[DATA TO EXAMINE — start]
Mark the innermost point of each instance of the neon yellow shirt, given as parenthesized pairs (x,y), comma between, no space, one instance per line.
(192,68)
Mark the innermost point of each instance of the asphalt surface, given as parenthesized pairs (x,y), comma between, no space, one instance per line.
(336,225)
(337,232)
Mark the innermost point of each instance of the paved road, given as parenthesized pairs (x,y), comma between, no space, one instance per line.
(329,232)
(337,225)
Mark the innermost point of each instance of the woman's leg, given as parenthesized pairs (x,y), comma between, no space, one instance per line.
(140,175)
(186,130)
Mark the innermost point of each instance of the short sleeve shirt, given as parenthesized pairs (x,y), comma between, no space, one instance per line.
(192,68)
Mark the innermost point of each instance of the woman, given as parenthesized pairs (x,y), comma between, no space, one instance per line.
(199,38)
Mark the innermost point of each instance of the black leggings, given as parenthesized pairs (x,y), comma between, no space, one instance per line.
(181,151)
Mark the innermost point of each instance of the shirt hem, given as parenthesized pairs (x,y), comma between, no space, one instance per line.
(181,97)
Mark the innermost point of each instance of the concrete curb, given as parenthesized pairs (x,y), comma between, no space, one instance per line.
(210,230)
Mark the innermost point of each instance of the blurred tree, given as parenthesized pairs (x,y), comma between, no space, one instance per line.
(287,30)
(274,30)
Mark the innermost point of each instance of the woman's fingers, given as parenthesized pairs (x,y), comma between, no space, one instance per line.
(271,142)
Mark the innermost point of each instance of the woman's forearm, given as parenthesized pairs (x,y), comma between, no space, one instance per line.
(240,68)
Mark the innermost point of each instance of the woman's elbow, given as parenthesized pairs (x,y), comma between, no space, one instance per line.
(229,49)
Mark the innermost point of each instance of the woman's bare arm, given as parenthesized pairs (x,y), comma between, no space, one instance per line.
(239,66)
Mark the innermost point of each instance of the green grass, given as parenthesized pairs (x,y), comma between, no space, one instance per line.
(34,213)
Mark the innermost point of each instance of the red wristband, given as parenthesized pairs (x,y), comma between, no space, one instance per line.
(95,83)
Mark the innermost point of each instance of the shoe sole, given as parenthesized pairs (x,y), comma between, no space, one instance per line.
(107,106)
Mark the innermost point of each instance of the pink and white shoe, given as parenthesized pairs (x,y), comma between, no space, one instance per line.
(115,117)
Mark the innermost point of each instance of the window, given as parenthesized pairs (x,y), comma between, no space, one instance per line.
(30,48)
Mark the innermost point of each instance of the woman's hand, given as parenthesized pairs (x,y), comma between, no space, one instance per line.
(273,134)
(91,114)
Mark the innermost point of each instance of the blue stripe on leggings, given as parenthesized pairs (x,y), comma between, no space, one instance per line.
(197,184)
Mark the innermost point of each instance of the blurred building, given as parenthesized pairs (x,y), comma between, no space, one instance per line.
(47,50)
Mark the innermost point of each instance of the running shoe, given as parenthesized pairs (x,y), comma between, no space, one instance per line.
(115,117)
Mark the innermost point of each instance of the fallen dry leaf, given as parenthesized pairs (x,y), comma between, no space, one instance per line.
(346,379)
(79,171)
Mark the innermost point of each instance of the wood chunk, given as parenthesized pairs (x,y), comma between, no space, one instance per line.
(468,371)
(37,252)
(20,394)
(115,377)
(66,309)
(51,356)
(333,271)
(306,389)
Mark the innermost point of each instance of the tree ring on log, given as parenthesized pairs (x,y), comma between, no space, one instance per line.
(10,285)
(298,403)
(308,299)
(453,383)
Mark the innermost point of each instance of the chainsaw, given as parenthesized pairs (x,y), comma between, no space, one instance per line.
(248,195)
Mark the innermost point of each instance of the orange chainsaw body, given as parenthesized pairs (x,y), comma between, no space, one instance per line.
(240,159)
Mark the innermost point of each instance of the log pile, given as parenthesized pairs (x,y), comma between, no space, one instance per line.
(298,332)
[DATA TO EXAMINE — finish]
TASK:
What you give back must match the records word for word.

SOLUTION FOR THIS EXERCISE:
Mark the innermost point of each instance of the neon yellow shirt, given as parenthesized pairs (x,y), comma between, no space, one instance per line.
(192,68)
Mark the innermost point of each instance of the asphalt surface, given as parenthesized pairs (x,y), comma between, no space, one instance per line.
(336,225)
(337,232)
Mark the innermost point of each instance of the paved road, given as parenthesized pairs (x,y), comma between, no space, one instance per line.
(329,232)
(337,225)
Mark the innermost point of each instance of the woman's leg, given as parenthesized pairs (x,y), comma between, no space, one instance per line.
(140,175)
(186,130)
Mark the innermost point of each instance of the short sleeve shirt, given as parenthesized pairs (x,y), comma between, no space, one instance per line.
(192,68)
Mark the innermost point of each instance of the woman, given as parenthesized pairs (x,y), comma between, no space, one instance per line.
(199,38)
Mark the innermost point of each instance of the black leggings, given as parenthesized pairs (x,y), comma between, no space, one instance per line.
(181,151)
Mark the innermost point of each instance of the shirt hem, given as parenthesized pairs (x,y), comma between, no space, one instance per line.
(181,97)
Mark the innermost point of each instance of the concrete curb, given as parenthesized pairs (x,y), comma between, no space, one instance per line.
(210,230)
Mark the innermost point of each instance of the blurred tree, given as parenthesized pairs (x,y), comma between, no space, one instance per line.
(287,30)
(274,30)
Mark the innermost point of each instance of the woman's fingers, given as parenthesized pairs (x,y), comma between, no space, one instance per line.
(271,142)
Mark the innermost point of each instance of the woman's forearm, given as parenthesized pairs (x,y), comma between, no space, one instance per line.
(240,68)
Mark the innermost point of each instance of the woman's elbow, given as parenthesized pairs (x,y), comma between, no space, one instance per line.
(229,49)
Mark the innermost point of each instance of the woman's bare arm, given as parenthesized pairs (x,y), comma between, no space, one instance per line.
(239,66)
Mark the innermost point of each instance of the green grass, given as parenthesized pairs (x,y), comma between, no space, one instance per line.
(34,213)
Mark the innermost point of each instance of the red wristband, given as parenthesized pairs (x,y), comma between, no space, one instance per line.
(95,83)
Mark the innermost point of each instance of the shoe sole, given as parenthesized pairs (x,y), comma between, no space, one instance per line.
(107,106)
Mark the innermost point of each instance of the pink and white shoe, given as parenthesized pairs (x,y), comma between, no space, one instance per line.
(115,117)
Mark the innermost point of each instance of the window, given as parenthesized pairs (x,y), comma between, no space, one instance per line.
(30,48)
Mark the innermost point of each instance of the woman's hand, given as parenthesized pairs (x,y), comma between, no space, one instance per line.
(273,134)
(91,114)
Mark the innermost point of each instance of the blue stripe on leggings, given as parenthesized pairs (x,y), comma between, no space, one instance per line.
(197,184)
Mark the innermost point of each instance of the blurred building, given as parenthesized pairs (x,y), comma between, no space, one instance per line.
(47,50)
Mark the innermost point of each instance of the running shoe, given as parenthesized pairs (x,y), comma between, no space, one instance per line.
(115,117)
Mark the innermost point of each instance of the fallen dry leaf, given as parenthesized pairs (x,y), comma between, no space, one instance per line.
(346,379)
(79,171)
Mark the innermost point of each instance of the wood chunk, given as parenthesized pairs (x,y), comma between, no space, one instance per line.
(468,371)
(37,252)
(20,394)
(115,377)
(66,309)
(51,356)
(333,271)
(306,389)
Mark the innermost point of each instance of the tree ring on log, given as parenthesized pairs (x,y), comma between, no space, one instance per line.
(10,285)
(298,403)
(308,299)
(453,383)
Mark the innermost point of each instance of the chainsaw, given as parenthesized pairs (x,y), comma between, no space, one instance per line.
(248,195)
Mark the innermost point of each instance of the orange chainsaw body, given as parenthesized pairs (x,y), comma between, no space, one instance per line.
(240,159)
Mark the innermost point of each instance of the log pile, given as parenthesized pairs (x,y), comma between, no space, one instance per line.
(298,332)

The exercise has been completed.